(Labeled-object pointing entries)
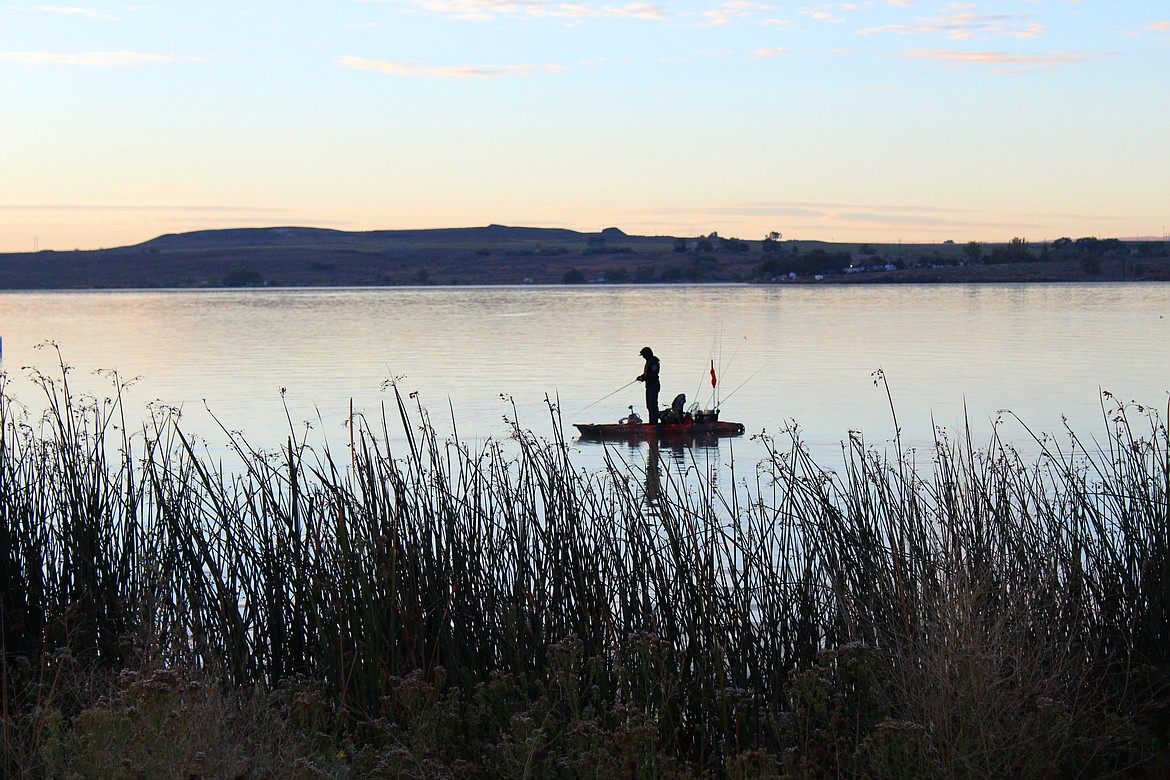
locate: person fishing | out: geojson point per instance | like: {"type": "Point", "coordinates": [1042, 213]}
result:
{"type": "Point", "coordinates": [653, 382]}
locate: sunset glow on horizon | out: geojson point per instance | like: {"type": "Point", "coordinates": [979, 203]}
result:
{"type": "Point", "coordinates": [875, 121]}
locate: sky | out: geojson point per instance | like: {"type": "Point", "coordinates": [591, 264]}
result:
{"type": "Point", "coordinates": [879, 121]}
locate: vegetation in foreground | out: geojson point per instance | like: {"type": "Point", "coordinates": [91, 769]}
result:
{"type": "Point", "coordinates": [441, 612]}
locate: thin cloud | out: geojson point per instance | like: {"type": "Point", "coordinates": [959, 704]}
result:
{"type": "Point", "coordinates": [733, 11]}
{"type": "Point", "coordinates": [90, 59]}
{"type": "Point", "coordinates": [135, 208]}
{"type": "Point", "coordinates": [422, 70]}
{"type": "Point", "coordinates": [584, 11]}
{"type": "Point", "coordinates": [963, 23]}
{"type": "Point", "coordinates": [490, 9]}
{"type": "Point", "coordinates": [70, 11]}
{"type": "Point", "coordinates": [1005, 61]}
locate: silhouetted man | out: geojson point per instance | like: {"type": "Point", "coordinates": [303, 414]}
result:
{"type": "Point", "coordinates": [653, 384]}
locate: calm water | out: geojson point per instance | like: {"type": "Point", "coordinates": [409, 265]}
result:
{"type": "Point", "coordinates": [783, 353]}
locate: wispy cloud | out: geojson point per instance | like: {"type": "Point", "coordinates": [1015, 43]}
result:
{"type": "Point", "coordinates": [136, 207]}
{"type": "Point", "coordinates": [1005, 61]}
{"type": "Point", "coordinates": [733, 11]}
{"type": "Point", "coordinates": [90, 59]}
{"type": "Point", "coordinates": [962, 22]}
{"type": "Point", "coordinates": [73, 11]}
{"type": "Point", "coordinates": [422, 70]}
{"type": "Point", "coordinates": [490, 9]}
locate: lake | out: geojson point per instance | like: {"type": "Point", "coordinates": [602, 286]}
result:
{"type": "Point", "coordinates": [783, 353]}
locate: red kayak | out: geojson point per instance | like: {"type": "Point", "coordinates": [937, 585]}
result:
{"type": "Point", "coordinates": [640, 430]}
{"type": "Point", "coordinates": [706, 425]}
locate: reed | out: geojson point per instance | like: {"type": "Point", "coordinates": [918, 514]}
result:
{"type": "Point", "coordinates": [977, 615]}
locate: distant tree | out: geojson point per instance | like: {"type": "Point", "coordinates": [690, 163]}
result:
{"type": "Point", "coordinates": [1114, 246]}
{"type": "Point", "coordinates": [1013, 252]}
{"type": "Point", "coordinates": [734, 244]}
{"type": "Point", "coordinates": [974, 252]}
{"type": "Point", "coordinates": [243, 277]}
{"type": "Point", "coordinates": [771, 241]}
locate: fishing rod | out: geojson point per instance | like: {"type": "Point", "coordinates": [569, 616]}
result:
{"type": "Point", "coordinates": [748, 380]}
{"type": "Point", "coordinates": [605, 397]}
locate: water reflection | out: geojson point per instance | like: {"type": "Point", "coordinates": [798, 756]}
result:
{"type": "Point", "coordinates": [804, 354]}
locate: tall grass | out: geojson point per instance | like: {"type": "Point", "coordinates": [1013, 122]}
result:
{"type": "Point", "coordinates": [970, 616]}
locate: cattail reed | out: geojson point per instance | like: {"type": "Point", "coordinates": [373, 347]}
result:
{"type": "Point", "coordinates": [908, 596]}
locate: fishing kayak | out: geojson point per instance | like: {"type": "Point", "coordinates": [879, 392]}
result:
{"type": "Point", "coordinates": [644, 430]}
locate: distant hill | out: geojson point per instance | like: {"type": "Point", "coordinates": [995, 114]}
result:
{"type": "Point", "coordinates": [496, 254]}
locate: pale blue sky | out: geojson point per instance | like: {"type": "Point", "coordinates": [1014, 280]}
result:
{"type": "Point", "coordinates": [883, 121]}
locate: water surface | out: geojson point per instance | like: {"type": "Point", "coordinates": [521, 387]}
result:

Do this: Output the entries above exactly, without their pictures.

Task answer:
locate: person fishing | out: geojson point per instance | like: {"type": "Point", "coordinates": [1042, 213]}
result:
{"type": "Point", "coordinates": [653, 382]}
locate: sunset glow on horizon | out: geojson point per instance | like: {"type": "Point", "coordinates": [979, 203]}
result:
{"type": "Point", "coordinates": [875, 121]}
locate: sky | out: geojson point per instance | like: {"type": "Point", "coordinates": [591, 264]}
result:
{"type": "Point", "coordinates": [879, 121]}
locate: vegetation in foreground | out: geojson point per instance | like: {"type": "Point", "coordinates": [91, 769]}
result:
{"type": "Point", "coordinates": [441, 612]}
locate: thin cloud | out: geojson point per instance | like: {"type": "Point", "coordinates": [959, 704]}
result:
{"type": "Point", "coordinates": [733, 11]}
{"type": "Point", "coordinates": [90, 59]}
{"type": "Point", "coordinates": [135, 208]}
{"type": "Point", "coordinates": [422, 70]}
{"type": "Point", "coordinates": [584, 11]}
{"type": "Point", "coordinates": [963, 23]}
{"type": "Point", "coordinates": [490, 9]}
{"type": "Point", "coordinates": [70, 11]}
{"type": "Point", "coordinates": [1005, 61]}
locate: silhouetted man | out: geojson point per instance | like: {"type": "Point", "coordinates": [303, 414]}
result:
{"type": "Point", "coordinates": [653, 384]}
locate: calm water | out: geojson point per instance | like: {"type": "Point", "coordinates": [409, 265]}
result:
{"type": "Point", "coordinates": [783, 353]}
locate: wispy cloud | out: geojson point per instance | like: {"type": "Point", "coordinates": [1015, 43]}
result:
{"type": "Point", "coordinates": [136, 207]}
{"type": "Point", "coordinates": [1005, 61]}
{"type": "Point", "coordinates": [733, 11]}
{"type": "Point", "coordinates": [90, 59]}
{"type": "Point", "coordinates": [962, 22]}
{"type": "Point", "coordinates": [73, 11]}
{"type": "Point", "coordinates": [422, 70]}
{"type": "Point", "coordinates": [490, 9]}
locate: lake | out: geojson point per instance | like: {"type": "Point", "coordinates": [602, 286]}
result:
{"type": "Point", "coordinates": [783, 353]}
locate: red kayak | out: geojson point per instance | like: {"type": "Point", "coordinates": [937, 585]}
result:
{"type": "Point", "coordinates": [640, 430]}
{"type": "Point", "coordinates": [706, 425]}
locate: reed | out: geojson point per instance | like: {"type": "Point", "coordinates": [918, 514]}
result:
{"type": "Point", "coordinates": [977, 615]}
locate: distant tree | out: geojson point per instance | like: {"type": "Point", "coordinates": [690, 163]}
result:
{"type": "Point", "coordinates": [1114, 246]}
{"type": "Point", "coordinates": [1013, 252]}
{"type": "Point", "coordinates": [734, 244]}
{"type": "Point", "coordinates": [974, 252]}
{"type": "Point", "coordinates": [243, 277]}
{"type": "Point", "coordinates": [771, 241]}
locate: fishing rod | out: geojson point per instance | like: {"type": "Point", "coordinates": [569, 616]}
result:
{"type": "Point", "coordinates": [748, 380]}
{"type": "Point", "coordinates": [605, 397]}
locate: water reflection | out: geojson point per instance | like: {"type": "Point", "coordinates": [798, 756]}
result:
{"type": "Point", "coordinates": [804, 354]}
locate: tall grass | out: geojson point per instance | like: {"type": "Point", "coordinates": [1013, 122]}
result:
{"type": "Point", "coordinates": [970, 616]}
locate: cattail reed | out: geojson point per instance | like: {"type": "Point", "coordinates": [373, 347]}
result:
{"type": "Point", "coordinates": [908, 596]}
locate: fishing kayak | out: geojson point per instance | like: {"type": "Point", "coordinates": [879, 392]}
result:
{"type": "Point", "coordinates": [644, 430]}
locate: distant hill | out: geojson point per instance | like: {"type": "Point", "coordinates": [995, 114]}
result:
{"type": "Point", "coordinates": [496, 254]}
locate: pale blue sky | out: geojson point per instance | like: {"type": "Point", "coordinates": [1014, 280]}
result:
{"type": "Point", "coordinates": [883, 121]}
locate: water surface | out: geojson point per instance | like: {"type": "Point", "coordinates": [521, 387]}
result:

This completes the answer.